◆ TASK ITEM ◆
Exact copies of all the lines below are needed, without the pictures.

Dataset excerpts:

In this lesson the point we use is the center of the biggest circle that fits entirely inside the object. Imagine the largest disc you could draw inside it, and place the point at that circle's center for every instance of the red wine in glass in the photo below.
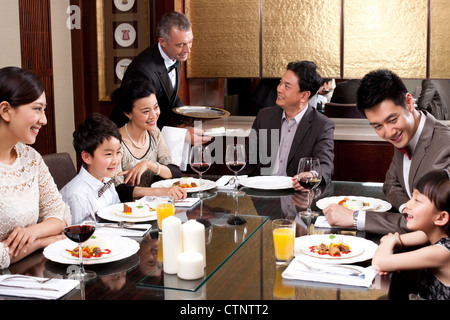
(309, 183)
(80, 234)
(200, 167)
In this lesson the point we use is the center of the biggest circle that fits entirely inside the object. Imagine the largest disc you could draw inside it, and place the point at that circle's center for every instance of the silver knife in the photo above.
(30, 288)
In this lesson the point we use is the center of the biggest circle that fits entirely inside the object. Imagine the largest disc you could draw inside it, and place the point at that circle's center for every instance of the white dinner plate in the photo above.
(123, 248)
(138, 214)
(267, 182)
(104, 247)
(206, 184)
(304, 244)
(369, 248)
(125, 34)
(376, 205)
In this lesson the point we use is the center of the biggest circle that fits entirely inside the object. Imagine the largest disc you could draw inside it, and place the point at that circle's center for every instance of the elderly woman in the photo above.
(32, 211)
(145, 152)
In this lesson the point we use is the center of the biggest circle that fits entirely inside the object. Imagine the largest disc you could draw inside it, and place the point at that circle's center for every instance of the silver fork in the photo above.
(29, 277)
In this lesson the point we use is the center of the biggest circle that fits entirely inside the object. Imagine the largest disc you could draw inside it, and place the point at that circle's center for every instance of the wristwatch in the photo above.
(355, 218)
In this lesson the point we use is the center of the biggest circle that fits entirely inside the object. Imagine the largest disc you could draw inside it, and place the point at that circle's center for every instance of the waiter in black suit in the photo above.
(160, 64)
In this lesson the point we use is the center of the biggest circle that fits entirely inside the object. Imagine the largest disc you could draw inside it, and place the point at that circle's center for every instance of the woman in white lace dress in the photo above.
(32, 213)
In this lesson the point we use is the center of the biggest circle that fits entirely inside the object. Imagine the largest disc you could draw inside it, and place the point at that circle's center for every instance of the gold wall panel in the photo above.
(226, 38)
(301, 30)
(388, 34)
(439, 40)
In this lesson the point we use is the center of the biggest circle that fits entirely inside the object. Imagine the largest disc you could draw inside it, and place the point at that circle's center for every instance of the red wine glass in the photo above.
(235, 161)
(200, 161)
(309, 177)
(80, 234)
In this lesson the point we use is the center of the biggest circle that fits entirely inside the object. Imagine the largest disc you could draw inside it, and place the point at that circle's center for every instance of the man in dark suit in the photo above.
(160, 64)
(292, 129)
(421, 145)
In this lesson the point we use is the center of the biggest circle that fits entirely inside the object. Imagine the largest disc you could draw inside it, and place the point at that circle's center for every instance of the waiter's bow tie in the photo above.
(405, 152)
(172, 67)
(105, 187)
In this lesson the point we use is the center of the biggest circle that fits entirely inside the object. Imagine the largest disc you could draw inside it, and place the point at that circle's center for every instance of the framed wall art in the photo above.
(123, 31)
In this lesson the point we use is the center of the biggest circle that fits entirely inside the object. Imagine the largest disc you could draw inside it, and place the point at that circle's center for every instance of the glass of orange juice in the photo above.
(283, 240)
(165, 207)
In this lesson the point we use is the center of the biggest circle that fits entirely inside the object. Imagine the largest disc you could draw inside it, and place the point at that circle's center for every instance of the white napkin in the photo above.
(124, 232)
(227, 182)
(179, 148)
(63, 287)
(299, 271)
(186, 203)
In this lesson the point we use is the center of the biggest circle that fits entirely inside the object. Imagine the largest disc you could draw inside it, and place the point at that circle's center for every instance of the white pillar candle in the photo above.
(172, 243)
(193, 233)
(190, 265)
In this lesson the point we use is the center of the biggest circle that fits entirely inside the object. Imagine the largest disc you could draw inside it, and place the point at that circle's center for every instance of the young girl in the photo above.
(428, 215)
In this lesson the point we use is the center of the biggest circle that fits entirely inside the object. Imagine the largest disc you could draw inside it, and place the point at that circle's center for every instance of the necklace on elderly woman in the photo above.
(135, 144)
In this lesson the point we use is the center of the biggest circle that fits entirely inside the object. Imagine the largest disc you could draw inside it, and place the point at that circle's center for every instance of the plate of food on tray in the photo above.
(355, 203)
(267, 182)
(188, 183)
(96, 250)
(329, 246)
(137, 211)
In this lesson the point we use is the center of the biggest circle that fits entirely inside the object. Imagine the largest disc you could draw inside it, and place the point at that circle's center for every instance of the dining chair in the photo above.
(342, 110)
(61, 168)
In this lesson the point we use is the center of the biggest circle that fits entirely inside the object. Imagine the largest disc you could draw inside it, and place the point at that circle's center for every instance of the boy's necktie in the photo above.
(105, 187)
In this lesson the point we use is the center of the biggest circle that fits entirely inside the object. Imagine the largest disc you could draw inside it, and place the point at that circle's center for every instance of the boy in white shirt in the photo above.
(97, 142)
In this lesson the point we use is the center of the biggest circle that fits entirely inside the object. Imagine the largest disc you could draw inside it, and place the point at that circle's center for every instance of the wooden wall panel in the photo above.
(35, 38)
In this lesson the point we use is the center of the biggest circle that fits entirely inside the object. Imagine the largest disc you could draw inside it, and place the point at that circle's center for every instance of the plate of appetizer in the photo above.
(334, 249)
(96, 250)
(355, 203)
(137, 211)
(329, 246)
(267, 182)
(188, 183)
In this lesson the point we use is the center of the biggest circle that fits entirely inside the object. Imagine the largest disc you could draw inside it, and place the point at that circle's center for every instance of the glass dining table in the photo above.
(240, 263)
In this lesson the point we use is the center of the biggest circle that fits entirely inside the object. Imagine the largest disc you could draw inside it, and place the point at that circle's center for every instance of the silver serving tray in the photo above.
(201, 112)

◆ EXERCISE RESPONSE ◆
In this lesson the point we use is the center of the biggest circle that fits entirely inside the object. Imagine the largest disc you could draw inside it, and place the point at that circle's center for every instance of the red wine in glass in the photo below.
(309, 183)
(80, 234)
(200, 167)
In this lesson the point we use is the center of the biggest circle that fits entirely inside the object. Imagine the largest disc you could draw inside it, and place the point at that circle's center for every instance of the silver knife in the photo above.
(30, 288)
In this lesson the point we use is the center of the biggest circle that fits entirely inside the object. Imagine the largest disc you could draw inside it, and place the point at that circle's center for every instance of the white dinner plate in the photo above.
(123, 248)
(138, 214)
(267, 182)
(104, 247)
(206, 184)
(304, 244)
(369, 248)
(125, 34)
(376, 205)
In this lesson the point we use is the center of the biggest circle that fits entirely inside the object. Imagine the largest disc you could draw inside it, and place the point at that circle's center for every instance of the elderly woman in the photo above.
(32, 211)
(145, 152)
In this lesson the point we use is the center of the biggest circle that fits entirely inside the object. Imagine the largest disc you could draw inside it, and place the point at that circle's center for every instance of the silver fork in the photo above.
(29, 277)
In this lesson the point we use is the center of the biggest circle that fits entirely inside the object. Imagine the largest disc you could draw inside it, and place the point at that circle's center for every instance of the wristwatch in the photo above.
(355, 218)
In this lesson the point we use is the center of the biggest circle that fits entirely inside the object. Imagine the largest disc you could draw inside it, and place the point at that circle's center for every instance of the waiter in black suit in the photo above.
(160, 64)
In this lesson the point we use is the center of the biggest circle that fits entirely inside the object. Imagine the largest disc you could draw inside it, and place the point at that circle's center for every instance of the woman in white lace dress in the photo above.
(32, 213)
In this lesson the point we use is the center of the biggest circle that fits entirely inside the object. Imagine the largest disc you could draw inside it, and place the point at that circle's center for every instance of the gold wall panel in the photo above.
(226, 38)
(301, 30)
(388, 34)
(439, 40)
In this lesson the point we use is the center of the biggest circle that fits entirely inside the object. Imagine the largest disc you could draw inside it, and place the point at that circle's center for every instance of the red wine glass in the photo above.
(235, 161)
(200, 161)
(309, 177)
(80, 234)
In this lesson the point we use is the center of the biggest circle that fits entirely inside the object. Imagine the largest disc you could draw inside it, and place the point at that circle's center for every instance of the man in dark suit in the photo above.
(160, 64)
(292, 129)
(421, 145)
In this lesson the point we use is the center of the biggest circle that fits entirely inside the object. Imagine the largest disc you could draw inside it, and place the point at that circle's center for every instance of the waiter's bow tie in the photo above.
(405, 152)
(172, 67)
(105, 187)
In this lesson the point we use is the center of the biggest circle that fits entirely inside the object. Imagine the largest disc you could draw inside it, and place the point at that circle's center for every instance of the framed wall art in the photo above.
(123, 31)
In this lesson the point we use is the center of the biggest circle that fits entirely inside the object. Imagine the largest disc you could draw inside it, and place the point at that circle's center for every instance of the glass of orange juice in the photo above.
(283, 240)
(165, 207)
In this lesson the point we use is the center of the biggest circle that fits entirely inside the object. Imagine the largest disc you could draw inside it, and place the point at that circle's center for every instance of the white napkin in the photo above.
(124, 232)
(227, 182)
(179, 148)
(63, 287)
(299, 271)
(186, 203)
In this lesson the point we use is the center of the biggest circle that fits entirely inside the object. Imagine the largest disc you could draw inside it, and place the point at that circle's center for every instance of the white pillar candle in the photo above.
(172, 243)
(193, 233)
(190, 265)
In this lesson the point we use is the center of the biggest circle that fits entirely inside the object. Imagine the largest disc you could draw inside it, and place the point at that circle's center for every instance of the young girl in the photo above.
(428, 215)
In this lesson the point we use is the center of the biggest circle that fits entirely inside the object. Imagine the largest disc you could draw inside it, and place the point at that circle's center for every instance of the necklace on elderly woman in the photo above.
(135, 144)
In this lesson the point we use is the center of the biggest circle that fits entirely inside the object. Imagine the largest disc you could draw inside it, and place the point at that circle's center for every instance of the plate of food on tray in the photo above.
(355, 203)
(267, 182)
(188, 183)
(96, 250)
(329, 246)
(137, 211)
In this lesson the point we use is the center of the biggest circle that fits entirely inside the object. Imagine the largest disc you could draw inside it, and place the point at that circle's center for every instance of the dining chair in the photo above.
(342, 110)
(61, 168)
In this lesson the point we use is the center of the biggest circle that fits entirely inside the object. Imagine the largest disc you could draw inside it, and place the point at that circle's center for every instance of the boy's necktie in the photo above.
(105, 187)
In this lesson the point we use is the center of the biggest circle that fits entirely inside the object. Imagine the largest disc you could draw inside it, and place the point at that circle's center for every instance of the boy in white shirt in the photo above.
(97, 142)
In this lesson the point we use is the center of the biggest circle that fits entirely inside the object. Imagine the largest disc you could draw inside it, and place the point at that circle's center for every instance of the wooden wall panel in the photo above.
(35, 38)
In this lesson the point we use is the center of the biggest circle that fits entirely inside the object. Imagine the largest disc you could draw inside it, and place the point at that circle's center for every instance of the plate of appetizer in the photo above.
(334, 249)
(96, 250)
(355, 203)
(137, 211)
(329, 246)
(267, 182)
(188, 183)
In this lesson the point we use is the center of the biggest circle that fits entirely inside the object. Imagine the largest disc you could draw inside it, and place the point at that circle's center for every instance of the glass dining table in the photo above.
(240, 263)
In this lesson the point we use is the center of the biggest circle that fits entirely inside the object. Imagine the largest disc you could draw inside it, and place the point at that circle's center for every instance of the silver serving tray in the photo above.
(201, 112)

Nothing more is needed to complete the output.